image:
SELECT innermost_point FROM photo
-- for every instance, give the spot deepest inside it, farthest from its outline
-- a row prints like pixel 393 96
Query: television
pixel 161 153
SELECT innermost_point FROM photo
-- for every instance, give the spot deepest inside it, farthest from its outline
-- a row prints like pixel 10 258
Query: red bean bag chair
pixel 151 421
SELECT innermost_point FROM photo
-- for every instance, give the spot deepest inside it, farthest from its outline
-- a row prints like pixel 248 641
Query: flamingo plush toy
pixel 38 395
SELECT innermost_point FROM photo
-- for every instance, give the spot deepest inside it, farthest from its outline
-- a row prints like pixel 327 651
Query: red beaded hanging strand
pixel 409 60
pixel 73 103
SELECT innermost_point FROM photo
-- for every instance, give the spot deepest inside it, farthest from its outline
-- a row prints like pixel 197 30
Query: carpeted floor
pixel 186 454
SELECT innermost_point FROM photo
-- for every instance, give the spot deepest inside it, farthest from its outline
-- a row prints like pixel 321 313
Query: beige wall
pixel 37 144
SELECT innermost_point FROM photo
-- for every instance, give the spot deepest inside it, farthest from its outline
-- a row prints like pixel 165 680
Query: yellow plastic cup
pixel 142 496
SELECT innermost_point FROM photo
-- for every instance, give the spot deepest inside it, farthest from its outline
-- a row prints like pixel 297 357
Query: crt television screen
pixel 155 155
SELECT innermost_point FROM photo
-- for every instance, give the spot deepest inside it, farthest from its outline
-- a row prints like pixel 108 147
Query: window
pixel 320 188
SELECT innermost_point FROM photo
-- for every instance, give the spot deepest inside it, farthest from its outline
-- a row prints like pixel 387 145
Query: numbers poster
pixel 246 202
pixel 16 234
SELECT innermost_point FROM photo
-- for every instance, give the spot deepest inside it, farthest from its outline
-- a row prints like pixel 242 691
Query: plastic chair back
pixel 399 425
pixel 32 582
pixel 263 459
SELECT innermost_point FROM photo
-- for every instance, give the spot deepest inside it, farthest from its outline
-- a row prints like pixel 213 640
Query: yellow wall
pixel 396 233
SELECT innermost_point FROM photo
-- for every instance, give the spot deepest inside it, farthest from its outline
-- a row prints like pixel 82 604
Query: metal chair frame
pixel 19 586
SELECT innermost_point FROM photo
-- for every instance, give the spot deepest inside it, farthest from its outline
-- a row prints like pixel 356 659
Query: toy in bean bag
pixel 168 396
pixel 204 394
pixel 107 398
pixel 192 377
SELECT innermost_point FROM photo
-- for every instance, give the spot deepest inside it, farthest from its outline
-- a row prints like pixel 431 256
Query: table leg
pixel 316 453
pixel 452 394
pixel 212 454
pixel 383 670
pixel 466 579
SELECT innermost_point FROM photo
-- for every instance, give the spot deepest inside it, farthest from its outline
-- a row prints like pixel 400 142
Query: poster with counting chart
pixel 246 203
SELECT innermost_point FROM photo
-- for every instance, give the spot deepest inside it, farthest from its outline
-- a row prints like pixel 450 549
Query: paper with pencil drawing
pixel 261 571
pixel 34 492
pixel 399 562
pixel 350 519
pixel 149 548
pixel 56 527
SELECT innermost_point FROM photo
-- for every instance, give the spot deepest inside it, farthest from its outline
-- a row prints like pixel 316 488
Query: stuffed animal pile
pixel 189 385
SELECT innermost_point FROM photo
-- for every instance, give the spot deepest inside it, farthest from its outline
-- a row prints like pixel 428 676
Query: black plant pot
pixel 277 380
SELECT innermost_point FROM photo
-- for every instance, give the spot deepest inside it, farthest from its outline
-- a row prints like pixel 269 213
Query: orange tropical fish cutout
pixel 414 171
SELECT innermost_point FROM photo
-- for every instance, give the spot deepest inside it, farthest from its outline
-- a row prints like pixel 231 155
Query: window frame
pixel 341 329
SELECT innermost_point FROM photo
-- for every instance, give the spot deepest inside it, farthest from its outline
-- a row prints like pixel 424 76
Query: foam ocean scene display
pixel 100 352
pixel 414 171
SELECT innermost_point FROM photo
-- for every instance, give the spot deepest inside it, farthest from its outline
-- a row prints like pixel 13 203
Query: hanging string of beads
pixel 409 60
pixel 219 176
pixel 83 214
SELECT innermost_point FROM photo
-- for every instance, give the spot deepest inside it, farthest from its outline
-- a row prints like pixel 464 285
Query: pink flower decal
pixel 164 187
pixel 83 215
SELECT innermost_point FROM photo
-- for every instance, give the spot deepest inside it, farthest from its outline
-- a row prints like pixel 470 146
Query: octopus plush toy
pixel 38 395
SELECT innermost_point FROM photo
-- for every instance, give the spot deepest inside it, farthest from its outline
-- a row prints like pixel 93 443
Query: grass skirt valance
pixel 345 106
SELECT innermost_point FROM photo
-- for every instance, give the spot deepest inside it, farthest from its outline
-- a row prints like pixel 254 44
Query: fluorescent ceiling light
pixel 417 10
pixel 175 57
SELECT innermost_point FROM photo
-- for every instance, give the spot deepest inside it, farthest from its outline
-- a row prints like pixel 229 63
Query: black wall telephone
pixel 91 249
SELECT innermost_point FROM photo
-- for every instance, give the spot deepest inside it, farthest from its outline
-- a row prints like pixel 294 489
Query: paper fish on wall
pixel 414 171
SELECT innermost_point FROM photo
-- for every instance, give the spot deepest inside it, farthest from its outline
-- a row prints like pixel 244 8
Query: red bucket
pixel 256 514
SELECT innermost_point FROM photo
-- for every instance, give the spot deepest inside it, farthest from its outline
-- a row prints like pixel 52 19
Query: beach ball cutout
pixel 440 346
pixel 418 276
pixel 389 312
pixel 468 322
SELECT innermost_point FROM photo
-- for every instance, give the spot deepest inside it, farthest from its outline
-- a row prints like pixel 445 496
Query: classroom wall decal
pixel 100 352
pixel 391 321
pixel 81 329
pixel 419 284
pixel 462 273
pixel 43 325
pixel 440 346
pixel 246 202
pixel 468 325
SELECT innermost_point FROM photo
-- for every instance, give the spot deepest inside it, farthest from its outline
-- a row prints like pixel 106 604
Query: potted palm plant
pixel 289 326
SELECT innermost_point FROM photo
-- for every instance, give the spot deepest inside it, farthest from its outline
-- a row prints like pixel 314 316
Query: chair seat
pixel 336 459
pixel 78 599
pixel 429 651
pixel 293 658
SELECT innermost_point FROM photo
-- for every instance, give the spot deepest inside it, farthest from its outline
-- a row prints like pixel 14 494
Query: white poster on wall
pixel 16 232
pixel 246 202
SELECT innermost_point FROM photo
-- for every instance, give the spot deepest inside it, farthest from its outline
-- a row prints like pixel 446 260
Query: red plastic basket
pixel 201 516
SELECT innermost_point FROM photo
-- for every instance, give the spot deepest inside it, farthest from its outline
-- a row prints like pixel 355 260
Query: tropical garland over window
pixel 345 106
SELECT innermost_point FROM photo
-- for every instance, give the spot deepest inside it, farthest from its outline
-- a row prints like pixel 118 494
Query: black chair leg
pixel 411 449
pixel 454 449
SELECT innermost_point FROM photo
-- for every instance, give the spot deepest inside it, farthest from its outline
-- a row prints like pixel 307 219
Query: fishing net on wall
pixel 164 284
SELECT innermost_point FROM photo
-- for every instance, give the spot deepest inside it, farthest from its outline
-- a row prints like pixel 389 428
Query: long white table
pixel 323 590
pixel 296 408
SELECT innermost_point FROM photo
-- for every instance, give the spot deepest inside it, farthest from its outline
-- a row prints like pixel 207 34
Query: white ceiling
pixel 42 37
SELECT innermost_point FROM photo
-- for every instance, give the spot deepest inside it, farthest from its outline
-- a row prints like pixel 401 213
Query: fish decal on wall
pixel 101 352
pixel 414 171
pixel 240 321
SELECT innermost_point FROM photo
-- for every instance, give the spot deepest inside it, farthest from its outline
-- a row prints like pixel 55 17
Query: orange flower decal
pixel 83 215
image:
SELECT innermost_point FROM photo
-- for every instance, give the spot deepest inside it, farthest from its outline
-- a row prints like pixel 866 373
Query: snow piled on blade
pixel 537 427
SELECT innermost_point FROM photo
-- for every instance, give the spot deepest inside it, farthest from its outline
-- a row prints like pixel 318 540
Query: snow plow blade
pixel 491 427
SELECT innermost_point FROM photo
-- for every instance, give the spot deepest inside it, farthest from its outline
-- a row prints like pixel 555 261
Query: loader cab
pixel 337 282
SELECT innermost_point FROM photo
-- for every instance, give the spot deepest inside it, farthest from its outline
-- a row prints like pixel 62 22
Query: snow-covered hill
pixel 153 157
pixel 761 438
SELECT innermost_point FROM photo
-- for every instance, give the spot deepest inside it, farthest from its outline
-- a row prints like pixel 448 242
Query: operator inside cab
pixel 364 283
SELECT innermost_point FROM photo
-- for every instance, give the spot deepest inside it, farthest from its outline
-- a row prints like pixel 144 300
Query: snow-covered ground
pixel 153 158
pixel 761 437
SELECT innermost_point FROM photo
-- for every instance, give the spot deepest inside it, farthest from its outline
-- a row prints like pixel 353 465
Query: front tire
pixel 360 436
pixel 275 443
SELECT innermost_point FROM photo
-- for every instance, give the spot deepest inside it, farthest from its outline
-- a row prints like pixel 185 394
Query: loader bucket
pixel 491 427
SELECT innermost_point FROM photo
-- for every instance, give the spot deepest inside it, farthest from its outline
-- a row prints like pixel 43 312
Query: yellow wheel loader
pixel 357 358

**Written request:**
Lay out the records as a Markdown table with the columns Row and Entry. Begin at the first line of the records and stop after the line that has "pixel 161 153". Number the rows, and skip any blank lines.

**Response below:**
| Row | Entry |
|---|---|
| 1 | image: |
| 2 | SELECT innermost_point FROM photo |
| 3 | -- for every instance, give the spot deepest inside it, farthest from its outline |
| 4 | -- a row prints like pixel 393 96 |
| 5 | Query: television |
| 6 | pixel 161 153 |